L’esordio dietro la macchina da presa arriva qualche anno dopo con un horror molto particolare, dalle chiare influenze Troma, come Cabin Fever. Un pout pourri di sangue e risate, soprattutto per il finale presente durante i titoli di coda. Ma sicuramente il film che l’ha consacrato al pubblico è Hostel.
Complice una campagna marketing a dir poco audace, Eli Roth è riuscito a conquistare gli amanti del gore con un film brillante e violento, riportando in auge un sottogenere legato strettamente all’horror. Ovviamente con tutte le polemiche del caso, tra accuse di razzismo e di violenza inaudita.
Presentato alla Festa del Cinema di Roma di qualche anno fa, l’esordio fantasy di Roth non fu soddisfacente, per usare un eufemismo. È chiaro come il genere menzionato, ancor più se con un’estetica adatta ad un pubblico minore, sia ben lontano dalla sua visione cinematografica legata prettamente al cinema di genere.
Nonostante un cast di tutto rispetto, con Cate Blanchett, Jack Black e Kyle MacLachlan, questo adattamento del romanzo La Pendola Magica, sceneggiato da Kripke, risulta essere molto fiacco. Un vero e proprio buco nell’acqua per il nostro Eli Roth. Qui la nostra recensione.
6. Il Giustiziere della Notte – Death Wish, 2018
Si potrebbe dire che il 2018 non sia stato un anno fortunato per Eli Roth. Così come il film fantasy di cui sopra, anche questo remake non fu propriamente ben accolto dai fan, tantomeno dalla critica. Remake che ha dovuto attendere ben dieci anni prima di avere il via alla produzione.

⁂

=== ATTIVITÀ DA SVOLGERE ===
**A.** Nel brano su Eli Roth, quanti anni ha dovuto attendere il remake del 2018 prima di avere il via alla produzione?
**B.** Prosegui il brano su Eli Roth dopo l'ultima frase riportata.
Le righe riportate qui di seguito provengono da un'altra fonte.

=== DATI FORNITI ===
⁂

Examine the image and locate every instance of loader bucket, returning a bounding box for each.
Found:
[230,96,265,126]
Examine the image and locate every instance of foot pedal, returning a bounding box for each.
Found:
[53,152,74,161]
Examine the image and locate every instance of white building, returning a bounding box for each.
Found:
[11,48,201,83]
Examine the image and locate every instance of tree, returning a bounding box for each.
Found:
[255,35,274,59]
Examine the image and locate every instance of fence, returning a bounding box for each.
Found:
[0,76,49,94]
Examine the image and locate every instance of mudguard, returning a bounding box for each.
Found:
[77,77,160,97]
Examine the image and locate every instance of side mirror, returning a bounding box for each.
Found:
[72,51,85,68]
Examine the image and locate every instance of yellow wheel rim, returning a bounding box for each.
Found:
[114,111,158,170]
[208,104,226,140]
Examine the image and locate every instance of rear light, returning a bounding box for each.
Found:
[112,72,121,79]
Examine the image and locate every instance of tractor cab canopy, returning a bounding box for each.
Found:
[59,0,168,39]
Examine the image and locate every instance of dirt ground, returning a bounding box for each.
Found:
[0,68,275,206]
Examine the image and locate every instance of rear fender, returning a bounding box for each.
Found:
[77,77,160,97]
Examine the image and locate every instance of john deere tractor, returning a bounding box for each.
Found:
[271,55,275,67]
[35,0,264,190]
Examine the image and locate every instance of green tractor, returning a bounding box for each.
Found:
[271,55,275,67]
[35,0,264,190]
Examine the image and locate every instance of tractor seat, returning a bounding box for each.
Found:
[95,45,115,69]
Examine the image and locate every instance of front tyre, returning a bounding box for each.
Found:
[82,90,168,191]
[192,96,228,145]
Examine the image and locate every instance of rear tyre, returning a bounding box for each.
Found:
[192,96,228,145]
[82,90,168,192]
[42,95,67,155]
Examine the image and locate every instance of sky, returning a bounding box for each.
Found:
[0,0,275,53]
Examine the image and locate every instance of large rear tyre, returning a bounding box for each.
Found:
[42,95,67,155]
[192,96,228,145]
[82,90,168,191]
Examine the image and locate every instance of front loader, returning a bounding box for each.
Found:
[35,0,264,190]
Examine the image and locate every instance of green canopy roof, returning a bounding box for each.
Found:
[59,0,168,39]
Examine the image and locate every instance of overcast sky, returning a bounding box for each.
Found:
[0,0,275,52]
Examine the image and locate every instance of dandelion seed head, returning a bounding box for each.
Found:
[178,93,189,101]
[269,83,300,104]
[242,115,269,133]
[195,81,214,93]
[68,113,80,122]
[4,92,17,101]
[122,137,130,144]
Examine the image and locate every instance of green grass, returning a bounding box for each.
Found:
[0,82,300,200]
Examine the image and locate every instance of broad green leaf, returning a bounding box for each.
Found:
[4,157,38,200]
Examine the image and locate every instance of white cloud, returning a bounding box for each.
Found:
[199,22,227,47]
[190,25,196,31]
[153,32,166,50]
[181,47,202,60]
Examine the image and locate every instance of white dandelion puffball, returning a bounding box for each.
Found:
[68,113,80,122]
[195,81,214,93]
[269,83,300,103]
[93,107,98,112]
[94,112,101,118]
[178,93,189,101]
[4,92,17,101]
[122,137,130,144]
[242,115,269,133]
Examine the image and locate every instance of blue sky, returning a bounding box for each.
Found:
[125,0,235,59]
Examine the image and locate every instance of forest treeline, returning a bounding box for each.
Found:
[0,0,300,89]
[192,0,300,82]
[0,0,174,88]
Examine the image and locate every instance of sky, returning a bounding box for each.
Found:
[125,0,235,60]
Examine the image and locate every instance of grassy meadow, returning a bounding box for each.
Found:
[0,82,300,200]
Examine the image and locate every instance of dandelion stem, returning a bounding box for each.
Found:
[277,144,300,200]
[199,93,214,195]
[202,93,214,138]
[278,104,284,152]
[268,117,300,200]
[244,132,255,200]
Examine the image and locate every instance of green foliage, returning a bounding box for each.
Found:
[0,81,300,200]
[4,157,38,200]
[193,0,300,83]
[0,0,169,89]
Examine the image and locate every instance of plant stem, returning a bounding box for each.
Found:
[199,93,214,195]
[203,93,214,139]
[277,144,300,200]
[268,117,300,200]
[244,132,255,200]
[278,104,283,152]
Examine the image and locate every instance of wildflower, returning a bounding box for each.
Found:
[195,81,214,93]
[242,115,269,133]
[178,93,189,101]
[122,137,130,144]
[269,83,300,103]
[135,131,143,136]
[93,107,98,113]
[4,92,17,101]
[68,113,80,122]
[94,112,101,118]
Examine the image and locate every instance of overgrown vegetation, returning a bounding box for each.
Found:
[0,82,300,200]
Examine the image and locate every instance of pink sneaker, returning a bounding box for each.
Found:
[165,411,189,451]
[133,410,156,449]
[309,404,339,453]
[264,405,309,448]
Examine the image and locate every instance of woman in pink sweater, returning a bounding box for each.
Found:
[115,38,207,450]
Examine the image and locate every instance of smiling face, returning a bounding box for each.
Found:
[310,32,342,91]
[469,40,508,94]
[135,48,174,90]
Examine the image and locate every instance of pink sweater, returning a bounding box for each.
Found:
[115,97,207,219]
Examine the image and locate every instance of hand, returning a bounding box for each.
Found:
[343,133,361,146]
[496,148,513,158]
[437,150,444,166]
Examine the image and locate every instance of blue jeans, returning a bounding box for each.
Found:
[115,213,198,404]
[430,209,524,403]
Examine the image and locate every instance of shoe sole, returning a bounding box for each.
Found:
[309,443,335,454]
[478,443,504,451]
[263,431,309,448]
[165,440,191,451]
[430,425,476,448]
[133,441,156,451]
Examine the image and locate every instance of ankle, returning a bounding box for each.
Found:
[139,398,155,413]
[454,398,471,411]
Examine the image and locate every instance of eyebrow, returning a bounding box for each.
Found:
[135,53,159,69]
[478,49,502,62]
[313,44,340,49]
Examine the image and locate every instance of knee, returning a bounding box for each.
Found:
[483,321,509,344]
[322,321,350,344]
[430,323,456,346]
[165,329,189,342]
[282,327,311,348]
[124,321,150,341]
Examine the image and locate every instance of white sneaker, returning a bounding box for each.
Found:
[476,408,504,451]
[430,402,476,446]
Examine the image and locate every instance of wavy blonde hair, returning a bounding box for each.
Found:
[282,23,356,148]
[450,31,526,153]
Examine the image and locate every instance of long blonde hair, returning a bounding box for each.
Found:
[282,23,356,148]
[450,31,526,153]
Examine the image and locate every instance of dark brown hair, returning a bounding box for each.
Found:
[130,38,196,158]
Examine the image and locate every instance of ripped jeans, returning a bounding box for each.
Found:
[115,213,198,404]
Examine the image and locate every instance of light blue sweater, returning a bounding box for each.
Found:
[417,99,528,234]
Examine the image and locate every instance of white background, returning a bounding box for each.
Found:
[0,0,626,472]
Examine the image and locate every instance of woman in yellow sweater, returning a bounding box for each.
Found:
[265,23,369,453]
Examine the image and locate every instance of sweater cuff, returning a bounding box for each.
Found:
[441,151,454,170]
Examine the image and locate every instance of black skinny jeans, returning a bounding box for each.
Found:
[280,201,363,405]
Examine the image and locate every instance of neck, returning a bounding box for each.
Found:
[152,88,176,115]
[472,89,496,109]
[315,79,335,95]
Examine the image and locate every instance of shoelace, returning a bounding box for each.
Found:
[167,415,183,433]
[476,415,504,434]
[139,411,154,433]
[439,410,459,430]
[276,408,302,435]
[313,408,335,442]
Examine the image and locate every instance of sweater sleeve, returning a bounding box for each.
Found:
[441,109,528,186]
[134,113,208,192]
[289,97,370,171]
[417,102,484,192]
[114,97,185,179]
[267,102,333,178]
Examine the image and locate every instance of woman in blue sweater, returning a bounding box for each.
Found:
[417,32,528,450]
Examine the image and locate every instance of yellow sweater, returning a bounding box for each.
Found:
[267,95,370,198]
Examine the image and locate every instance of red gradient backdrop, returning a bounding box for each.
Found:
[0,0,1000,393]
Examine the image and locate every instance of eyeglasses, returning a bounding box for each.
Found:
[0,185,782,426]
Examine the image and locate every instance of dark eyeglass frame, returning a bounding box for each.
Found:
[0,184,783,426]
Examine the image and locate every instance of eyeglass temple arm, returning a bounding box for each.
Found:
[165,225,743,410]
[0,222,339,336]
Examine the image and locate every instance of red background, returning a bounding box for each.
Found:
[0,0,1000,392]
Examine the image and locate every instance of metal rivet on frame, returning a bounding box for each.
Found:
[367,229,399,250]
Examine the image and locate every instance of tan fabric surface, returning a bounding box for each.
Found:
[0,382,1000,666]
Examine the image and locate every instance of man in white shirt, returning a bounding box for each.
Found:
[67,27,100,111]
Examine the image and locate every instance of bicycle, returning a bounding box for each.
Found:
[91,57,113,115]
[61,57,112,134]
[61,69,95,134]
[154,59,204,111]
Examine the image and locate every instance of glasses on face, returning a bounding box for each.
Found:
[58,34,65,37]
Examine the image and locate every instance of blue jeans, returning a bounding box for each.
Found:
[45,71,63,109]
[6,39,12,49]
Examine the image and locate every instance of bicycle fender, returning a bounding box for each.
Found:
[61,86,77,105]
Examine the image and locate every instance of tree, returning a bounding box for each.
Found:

⁂

=== RISPOSTE ===
**A.** Dieci anni.

**B.**
Infatti, era dal 2006 che questo film non trovava un regista stabile. Prima Stallone, poi John Carnahan per arrivare a Roth, dopo altri annunci e addii. La travagliata genesi produttiva ha chiaramente influenzato il risultato finale, sebbene i buoni incassi d’esordio.
5. The Green Inferno, 2013
A metà classifica, impossibile non mettere un film che ha diviso tra lodi e indignazione. Con The Green Inferno, Roth omaggia a suo modo il filone dei cannibal movie all’italiana, riprendendo quei film violenti e sadici che hanno caratterizzato il cinema italiano gli anni Settanta e Ottanta.
Da Lenzi a Deodato, il film si propone come una geniale avventura nella savana citazionista, in piena coerenza con la scuola tarantiniana in cui vengono omaggiati i menzionati registi. Nulla di eccelso ma un buonissimo prodotto che riprende un genere chiuso nel cassetto da tempo.